YOUR OBJECTIVE -
Edit the records below so that every "Teacher note" becomes "Instructor note", and leave everything else unchanged.

EXTRACTED DATA -
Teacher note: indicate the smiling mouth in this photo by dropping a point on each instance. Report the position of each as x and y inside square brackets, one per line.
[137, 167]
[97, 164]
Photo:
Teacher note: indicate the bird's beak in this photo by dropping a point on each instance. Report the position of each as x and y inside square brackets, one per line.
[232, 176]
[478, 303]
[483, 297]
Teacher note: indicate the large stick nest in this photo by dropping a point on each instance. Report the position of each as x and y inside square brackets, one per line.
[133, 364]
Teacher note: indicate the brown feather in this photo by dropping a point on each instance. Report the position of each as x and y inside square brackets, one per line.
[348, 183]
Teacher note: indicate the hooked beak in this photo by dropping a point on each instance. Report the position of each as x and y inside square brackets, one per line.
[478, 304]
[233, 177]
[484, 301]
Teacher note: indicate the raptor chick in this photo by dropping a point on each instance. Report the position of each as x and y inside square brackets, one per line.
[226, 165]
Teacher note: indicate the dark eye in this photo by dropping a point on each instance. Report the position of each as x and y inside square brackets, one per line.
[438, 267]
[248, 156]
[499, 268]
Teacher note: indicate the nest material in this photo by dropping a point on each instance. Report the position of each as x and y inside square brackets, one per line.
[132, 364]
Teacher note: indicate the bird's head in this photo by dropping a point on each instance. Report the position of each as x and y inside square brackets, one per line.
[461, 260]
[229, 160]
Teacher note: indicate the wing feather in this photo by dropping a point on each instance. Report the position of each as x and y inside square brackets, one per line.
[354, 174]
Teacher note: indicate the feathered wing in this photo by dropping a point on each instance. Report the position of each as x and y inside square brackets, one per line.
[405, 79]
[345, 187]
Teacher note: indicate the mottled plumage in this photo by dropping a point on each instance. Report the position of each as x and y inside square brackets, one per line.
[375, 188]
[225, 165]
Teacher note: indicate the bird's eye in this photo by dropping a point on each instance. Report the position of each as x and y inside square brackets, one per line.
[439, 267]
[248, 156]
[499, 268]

EXPECTED ANSWER -
Instructor note: indicate the smiling mouth in this photo by dropping a point on each instance. Report the position of each as x and y inside square brackets, one per line.
[137, 167]
[97, 164]
Photo:
Instructor note: indicate the bird's beak in this photo by dropping a point on each instance. Report the position of each as x and y inside square brackets, one per line.
[232, 176]
[478, 303]
[483, 297]
Instructor note: indicate the large stick nest in this photo by dropping a point on each instance. Report the position of each as x and y inside square brackets, one per line.
[133, 364]
Instructor note: indicate the brown feather in this photo by dropping a point on each instance. Report the position of each as x and y inside square brackets, one per line.
[348, 183]
Instructor note: indicate the hooked beak in this photo by dropping a point on each instance. Report the position of each as x and y inside square brackets, one per line.
[478, 304]
[233, 177]
[484, 301]
Instructor note: indicate the raptor chick in this photo by dropping a point on each instance. Report the position of each as x and y inside square brackets, one per line.
[226, 165]
Instructor note: indicate the dark eye in this photo by dropping a point on each instance. Report the position of each as x and y inside square brackets, one per line.
[438, 267]
[248, 156]
[499, 268]
Instructor note: indicate the nest material in this photo by dropping a point on each instance. Report the position of each as x and y inside square brackets, one per line.
[132, 364]
Instructor note: indicate the bird's head in this photo by dropping a point on each instance. Report the position of each as x and y inside square brackets, one per line.
[461, 260]
[229, 160]
Instructor note: indicate the wing feather in this photo by dropping a point on each instance. Report the position of each as x and y inside square brackets, one per line.
[354, 174]
Instructor note: indicate the feathered wing in this photo by dropping a point on each instance. Report the position of each as x and y inside square brackets, one per line.
[405, 79]
[345, 187]
Instructor note: indicate the mottled plumage in this photo by dropping a point on each instance. Report the position of each as x and y inside square brackets, one per line.
[375, 188]
[225, 165]
Instructor note: indicate the bird's eye in this photo by dropping a point on each instance. Report the position of each as x and y inside square brackets, one per line.
[439, 267]
[248, 156]
[499, 268]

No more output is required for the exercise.